## STATED EXERCISE
Please write out, word for word, the lines of the records below, starting at the line that contains "Each instance receives one point. Annotate the coiled" and stopping after the line that contains "412], [344, 298]]".

### INFORMATION SUPPLIED

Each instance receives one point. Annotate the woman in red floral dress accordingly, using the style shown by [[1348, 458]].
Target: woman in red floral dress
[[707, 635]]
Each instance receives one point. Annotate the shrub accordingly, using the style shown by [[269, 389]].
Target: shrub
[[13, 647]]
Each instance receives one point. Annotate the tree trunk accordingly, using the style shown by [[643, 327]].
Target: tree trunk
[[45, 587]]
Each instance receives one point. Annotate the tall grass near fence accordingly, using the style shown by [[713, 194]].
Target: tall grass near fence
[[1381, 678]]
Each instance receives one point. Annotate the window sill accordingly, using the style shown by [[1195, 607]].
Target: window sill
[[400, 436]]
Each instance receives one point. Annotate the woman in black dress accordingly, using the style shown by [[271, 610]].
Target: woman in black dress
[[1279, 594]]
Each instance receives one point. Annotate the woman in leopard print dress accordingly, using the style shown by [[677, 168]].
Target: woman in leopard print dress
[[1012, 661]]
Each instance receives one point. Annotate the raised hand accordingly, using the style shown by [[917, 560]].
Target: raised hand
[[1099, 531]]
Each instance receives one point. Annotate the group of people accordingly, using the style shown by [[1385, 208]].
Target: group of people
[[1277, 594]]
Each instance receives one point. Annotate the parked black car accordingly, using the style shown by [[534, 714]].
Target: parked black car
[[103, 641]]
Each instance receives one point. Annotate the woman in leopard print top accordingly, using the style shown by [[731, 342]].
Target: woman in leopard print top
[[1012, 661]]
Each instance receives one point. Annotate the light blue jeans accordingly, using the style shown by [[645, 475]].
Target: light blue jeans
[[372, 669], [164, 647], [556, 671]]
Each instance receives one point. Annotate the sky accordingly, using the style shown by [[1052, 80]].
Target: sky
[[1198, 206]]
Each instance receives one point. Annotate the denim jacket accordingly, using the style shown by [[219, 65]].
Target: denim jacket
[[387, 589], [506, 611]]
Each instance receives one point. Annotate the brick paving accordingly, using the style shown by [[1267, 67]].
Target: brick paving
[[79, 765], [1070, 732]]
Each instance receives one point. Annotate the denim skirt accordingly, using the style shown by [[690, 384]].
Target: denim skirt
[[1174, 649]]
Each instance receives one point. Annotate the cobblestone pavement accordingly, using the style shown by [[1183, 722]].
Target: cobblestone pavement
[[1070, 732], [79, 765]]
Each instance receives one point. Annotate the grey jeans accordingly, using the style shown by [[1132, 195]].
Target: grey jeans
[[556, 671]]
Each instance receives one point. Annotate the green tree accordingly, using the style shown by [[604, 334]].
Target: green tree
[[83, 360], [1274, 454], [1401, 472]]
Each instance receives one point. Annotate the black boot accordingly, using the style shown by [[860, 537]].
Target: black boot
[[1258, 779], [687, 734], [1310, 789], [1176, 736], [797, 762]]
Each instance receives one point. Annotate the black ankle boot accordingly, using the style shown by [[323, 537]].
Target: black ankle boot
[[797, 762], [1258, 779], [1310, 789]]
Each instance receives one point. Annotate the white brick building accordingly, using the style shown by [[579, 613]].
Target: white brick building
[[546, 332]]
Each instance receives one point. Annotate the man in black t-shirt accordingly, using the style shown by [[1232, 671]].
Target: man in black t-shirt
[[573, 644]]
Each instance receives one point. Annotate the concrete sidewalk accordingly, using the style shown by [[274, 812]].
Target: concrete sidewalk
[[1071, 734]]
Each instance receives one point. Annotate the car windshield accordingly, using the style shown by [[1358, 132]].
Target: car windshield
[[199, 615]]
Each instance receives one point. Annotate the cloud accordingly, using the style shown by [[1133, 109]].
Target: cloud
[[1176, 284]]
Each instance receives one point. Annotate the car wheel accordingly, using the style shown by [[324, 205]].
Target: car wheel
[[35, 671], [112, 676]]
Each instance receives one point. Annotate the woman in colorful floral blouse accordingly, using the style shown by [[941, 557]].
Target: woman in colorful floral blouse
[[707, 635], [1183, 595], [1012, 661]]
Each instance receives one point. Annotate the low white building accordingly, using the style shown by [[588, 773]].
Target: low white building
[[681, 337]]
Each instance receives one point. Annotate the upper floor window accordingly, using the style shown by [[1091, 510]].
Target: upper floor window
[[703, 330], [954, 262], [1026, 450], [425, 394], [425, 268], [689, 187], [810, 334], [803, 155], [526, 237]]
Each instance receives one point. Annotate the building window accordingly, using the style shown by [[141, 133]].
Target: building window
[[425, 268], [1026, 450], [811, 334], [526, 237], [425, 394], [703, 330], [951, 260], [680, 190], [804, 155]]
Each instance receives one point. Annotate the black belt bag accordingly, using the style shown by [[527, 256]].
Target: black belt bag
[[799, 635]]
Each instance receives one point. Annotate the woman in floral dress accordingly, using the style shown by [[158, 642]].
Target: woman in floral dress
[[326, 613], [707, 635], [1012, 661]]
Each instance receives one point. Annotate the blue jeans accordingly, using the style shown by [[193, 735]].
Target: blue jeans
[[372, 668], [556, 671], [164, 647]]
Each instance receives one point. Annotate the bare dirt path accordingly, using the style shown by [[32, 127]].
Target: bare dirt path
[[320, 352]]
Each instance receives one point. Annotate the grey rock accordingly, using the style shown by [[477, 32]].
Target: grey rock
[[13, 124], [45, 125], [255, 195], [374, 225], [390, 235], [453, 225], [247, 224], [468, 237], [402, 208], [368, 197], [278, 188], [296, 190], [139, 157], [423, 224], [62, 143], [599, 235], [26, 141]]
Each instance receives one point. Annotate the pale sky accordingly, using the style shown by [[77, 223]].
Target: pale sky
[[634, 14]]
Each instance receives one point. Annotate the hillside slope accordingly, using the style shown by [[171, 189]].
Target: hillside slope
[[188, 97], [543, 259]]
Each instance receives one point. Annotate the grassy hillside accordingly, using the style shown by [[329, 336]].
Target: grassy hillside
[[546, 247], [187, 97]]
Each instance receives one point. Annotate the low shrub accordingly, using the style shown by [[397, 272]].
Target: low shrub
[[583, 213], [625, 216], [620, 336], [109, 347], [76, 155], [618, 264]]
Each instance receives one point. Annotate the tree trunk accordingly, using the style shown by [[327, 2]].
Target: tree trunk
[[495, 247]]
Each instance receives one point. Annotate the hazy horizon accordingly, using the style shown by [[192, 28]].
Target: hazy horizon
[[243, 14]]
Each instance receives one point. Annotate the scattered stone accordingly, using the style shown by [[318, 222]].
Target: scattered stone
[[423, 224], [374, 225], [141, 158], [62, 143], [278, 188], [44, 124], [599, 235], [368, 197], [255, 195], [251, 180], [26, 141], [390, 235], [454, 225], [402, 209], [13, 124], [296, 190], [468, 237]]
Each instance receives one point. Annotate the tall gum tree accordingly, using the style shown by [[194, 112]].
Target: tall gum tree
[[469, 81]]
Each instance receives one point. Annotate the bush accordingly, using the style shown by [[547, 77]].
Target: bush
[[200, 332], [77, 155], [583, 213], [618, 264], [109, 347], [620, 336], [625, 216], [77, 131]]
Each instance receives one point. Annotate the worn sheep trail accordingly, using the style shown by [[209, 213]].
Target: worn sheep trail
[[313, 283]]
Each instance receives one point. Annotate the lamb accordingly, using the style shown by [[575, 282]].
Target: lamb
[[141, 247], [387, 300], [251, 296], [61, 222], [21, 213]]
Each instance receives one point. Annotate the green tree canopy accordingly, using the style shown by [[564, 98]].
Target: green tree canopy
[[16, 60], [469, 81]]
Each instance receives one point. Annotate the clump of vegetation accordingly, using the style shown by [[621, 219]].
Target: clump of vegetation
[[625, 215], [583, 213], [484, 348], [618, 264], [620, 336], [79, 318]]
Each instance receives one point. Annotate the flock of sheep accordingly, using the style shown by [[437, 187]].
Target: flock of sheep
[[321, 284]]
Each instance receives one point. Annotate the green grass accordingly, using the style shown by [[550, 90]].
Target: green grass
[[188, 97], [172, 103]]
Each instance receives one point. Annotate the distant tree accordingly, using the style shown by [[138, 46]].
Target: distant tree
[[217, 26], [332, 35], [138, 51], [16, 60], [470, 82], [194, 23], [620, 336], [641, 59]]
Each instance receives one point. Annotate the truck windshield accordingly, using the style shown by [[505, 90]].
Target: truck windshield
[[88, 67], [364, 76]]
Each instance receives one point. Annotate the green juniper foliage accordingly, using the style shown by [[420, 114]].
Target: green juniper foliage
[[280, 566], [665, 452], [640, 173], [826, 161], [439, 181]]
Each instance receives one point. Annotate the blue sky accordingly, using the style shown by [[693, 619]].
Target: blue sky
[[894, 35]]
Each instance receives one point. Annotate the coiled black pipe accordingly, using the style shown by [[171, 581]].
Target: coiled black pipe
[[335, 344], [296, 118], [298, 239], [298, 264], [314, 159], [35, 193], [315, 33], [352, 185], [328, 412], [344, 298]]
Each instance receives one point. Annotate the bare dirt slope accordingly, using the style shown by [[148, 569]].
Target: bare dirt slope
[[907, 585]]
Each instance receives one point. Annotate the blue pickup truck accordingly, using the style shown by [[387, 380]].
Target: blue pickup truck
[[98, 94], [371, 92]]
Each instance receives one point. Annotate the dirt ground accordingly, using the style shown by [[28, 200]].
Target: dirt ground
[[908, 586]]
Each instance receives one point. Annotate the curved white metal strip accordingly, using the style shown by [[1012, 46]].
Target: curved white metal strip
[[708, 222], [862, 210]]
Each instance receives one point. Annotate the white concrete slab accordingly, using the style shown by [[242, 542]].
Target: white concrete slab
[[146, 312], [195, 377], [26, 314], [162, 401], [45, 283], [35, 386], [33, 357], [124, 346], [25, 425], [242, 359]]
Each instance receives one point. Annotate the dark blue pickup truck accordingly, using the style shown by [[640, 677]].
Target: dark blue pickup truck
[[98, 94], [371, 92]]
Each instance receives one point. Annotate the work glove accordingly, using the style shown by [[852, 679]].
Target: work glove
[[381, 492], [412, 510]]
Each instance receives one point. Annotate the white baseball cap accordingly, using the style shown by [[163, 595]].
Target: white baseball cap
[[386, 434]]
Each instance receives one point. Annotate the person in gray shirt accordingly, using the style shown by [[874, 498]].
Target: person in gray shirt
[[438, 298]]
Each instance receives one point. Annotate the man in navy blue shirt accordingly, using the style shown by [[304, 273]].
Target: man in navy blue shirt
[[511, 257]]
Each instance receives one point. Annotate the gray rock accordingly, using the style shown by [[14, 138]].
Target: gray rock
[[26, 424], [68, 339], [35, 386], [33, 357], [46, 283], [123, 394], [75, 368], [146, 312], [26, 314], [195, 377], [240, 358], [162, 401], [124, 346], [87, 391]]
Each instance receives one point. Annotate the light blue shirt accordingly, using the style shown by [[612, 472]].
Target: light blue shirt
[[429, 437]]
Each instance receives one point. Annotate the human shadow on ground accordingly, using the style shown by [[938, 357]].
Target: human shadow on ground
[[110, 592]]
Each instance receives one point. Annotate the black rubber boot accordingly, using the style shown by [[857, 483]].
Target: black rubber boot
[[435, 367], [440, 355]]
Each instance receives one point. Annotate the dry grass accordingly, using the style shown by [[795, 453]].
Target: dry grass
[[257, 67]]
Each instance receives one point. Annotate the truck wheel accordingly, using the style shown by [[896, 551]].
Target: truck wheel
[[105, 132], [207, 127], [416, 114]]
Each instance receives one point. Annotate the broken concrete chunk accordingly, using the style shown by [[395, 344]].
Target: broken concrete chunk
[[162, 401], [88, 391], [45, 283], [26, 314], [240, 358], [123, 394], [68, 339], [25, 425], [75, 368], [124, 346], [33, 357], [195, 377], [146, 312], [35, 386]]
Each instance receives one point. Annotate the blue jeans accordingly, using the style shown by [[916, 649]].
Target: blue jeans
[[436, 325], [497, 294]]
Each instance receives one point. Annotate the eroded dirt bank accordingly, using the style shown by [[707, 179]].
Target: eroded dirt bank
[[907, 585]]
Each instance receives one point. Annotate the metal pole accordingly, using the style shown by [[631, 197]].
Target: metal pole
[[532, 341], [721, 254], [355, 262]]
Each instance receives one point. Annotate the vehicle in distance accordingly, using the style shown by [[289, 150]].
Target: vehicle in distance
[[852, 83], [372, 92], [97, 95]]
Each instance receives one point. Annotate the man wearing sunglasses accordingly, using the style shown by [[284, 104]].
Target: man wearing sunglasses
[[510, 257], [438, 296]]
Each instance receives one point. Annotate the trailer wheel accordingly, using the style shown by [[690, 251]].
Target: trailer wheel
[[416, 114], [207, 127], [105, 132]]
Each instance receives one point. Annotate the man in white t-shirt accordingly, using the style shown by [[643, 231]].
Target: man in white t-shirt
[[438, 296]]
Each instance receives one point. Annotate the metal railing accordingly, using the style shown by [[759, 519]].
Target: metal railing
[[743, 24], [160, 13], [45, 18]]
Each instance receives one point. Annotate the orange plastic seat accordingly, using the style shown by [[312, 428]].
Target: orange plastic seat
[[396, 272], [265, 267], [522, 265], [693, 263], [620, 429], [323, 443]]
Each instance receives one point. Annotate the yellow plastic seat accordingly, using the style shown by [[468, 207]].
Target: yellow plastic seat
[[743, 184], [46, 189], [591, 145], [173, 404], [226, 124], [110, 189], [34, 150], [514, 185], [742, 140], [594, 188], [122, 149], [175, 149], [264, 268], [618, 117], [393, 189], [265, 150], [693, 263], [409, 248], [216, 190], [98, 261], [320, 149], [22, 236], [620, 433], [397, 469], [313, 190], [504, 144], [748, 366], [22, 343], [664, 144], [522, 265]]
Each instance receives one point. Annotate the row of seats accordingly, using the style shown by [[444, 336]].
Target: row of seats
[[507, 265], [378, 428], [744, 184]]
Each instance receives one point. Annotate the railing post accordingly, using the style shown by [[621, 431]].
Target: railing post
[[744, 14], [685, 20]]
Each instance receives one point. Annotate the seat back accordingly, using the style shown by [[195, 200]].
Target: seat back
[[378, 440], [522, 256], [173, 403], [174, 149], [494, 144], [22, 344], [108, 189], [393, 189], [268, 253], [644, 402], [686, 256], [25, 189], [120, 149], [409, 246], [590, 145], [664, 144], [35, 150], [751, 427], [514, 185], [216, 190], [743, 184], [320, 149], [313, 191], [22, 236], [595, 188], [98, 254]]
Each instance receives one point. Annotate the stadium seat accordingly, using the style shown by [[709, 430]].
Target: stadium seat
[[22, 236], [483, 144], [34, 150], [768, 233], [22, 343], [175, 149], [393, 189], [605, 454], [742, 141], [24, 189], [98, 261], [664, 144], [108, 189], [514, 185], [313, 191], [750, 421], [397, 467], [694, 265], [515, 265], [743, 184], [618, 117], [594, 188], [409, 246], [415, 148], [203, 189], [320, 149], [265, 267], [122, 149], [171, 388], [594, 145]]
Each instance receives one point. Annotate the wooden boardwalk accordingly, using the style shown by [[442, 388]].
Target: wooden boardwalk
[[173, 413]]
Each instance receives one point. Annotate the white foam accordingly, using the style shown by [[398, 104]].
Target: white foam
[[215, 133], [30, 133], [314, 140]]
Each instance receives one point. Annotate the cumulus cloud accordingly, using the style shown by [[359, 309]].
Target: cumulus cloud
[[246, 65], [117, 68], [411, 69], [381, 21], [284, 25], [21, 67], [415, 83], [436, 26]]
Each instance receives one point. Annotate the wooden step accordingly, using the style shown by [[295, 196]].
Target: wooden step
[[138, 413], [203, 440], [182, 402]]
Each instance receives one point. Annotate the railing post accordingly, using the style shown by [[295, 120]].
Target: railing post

######

## RESULT FOR THIS EXERCISE
Each instance receives one point. Annotate the coiled black pipe accordingly, using the style shown by [[171, 581]].
Target: coiled black pipe
[[335, 344], [296, 118], [298, 239], [298, 264], [314, 159], [35, 193], [315, 33], [352, 185], [328, 412], [344, 298]]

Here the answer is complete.